## Problem:
In the data below, copy the lines from the one containing "Q: Point to the white denim" through the end, inclusive, substituting "stone path" for "brick path" and leaving everything else unchanged.

[Object pointing data rows]
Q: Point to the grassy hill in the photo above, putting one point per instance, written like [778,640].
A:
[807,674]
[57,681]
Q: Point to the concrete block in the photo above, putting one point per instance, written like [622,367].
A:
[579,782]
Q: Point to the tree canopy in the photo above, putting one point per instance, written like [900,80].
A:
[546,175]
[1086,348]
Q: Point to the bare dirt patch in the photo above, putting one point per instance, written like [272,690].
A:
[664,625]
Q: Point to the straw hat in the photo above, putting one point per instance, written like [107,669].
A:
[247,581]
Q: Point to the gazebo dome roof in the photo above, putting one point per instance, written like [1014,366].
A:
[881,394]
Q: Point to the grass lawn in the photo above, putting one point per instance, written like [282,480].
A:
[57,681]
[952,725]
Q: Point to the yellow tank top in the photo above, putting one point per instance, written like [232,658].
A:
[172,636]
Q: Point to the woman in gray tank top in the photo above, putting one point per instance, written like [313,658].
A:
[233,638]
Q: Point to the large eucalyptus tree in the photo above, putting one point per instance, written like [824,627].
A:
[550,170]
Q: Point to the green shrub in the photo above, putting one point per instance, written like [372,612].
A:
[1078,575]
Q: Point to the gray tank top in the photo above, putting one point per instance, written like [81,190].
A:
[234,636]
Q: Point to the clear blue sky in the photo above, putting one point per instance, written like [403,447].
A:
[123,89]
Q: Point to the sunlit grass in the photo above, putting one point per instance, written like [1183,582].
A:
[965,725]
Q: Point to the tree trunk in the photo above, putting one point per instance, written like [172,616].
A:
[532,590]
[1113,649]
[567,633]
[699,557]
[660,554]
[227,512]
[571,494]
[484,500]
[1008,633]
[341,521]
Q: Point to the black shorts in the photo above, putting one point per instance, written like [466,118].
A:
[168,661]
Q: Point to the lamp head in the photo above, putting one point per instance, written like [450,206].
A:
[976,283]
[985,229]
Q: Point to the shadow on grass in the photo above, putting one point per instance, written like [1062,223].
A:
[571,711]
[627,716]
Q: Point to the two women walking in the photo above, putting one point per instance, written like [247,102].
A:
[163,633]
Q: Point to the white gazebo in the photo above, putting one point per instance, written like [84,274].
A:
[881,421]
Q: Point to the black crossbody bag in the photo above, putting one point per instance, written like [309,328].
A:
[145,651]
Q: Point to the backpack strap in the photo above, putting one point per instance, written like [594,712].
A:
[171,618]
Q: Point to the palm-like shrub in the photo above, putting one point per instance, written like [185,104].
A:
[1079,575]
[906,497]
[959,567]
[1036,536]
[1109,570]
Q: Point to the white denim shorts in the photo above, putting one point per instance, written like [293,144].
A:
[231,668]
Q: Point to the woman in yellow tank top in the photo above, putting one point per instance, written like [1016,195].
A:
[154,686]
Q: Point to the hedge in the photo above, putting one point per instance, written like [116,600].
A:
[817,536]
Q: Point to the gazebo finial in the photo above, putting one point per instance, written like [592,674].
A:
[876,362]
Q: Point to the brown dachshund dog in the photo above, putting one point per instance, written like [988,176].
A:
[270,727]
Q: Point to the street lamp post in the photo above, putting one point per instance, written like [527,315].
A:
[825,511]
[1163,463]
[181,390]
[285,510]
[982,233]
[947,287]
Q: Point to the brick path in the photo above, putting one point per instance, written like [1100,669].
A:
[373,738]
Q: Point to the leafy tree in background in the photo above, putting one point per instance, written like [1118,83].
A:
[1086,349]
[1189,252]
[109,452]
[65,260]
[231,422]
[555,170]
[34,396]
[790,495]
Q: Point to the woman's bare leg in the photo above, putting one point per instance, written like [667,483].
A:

## Solved problem:
Q: Point to the white denim shorts in the photo above, putting one point per instance, written like [293,144].
A:
[231,668]
Q: Point to the woman in yellow tank top in the photo above, putting one point per instance, written like [1016,195].
A:
[154,686]
Q: Point to the hedge in the photo above, putting one point per instance, written like [116,600].
A:
[817,536]
Q: Point to the gazebo finial in the photo above, putting one point per instance, written like [592,674].
A:
[876,362]
Q: Point to the brown dachshund dog in the photo above, putting one point per instance, written like [988,176].
A:
[270,727]
Q: Point to the street lamp post in the photo above, putting one point per instance, written like [527,315].
A:
[825,511]
[1163,463]
[181,390]
[285,510]
[982,233]
[947,287]
Q: Point to the stone path in the photo above, putting one point per instance, written like [1100,669].
A:
[373,738]
Q: Point to the leafy tree in background in the photo above, putting one point per instance, written like [1118,83].
A:
[1086,349]
[1189,252]
[109,452]
[65,260]
[231,422]
[555,170]
[34,396]
[790,495]
Q: Point to the woman's bare leg in the photo above, putting one point per instance, written like [667,483].
A:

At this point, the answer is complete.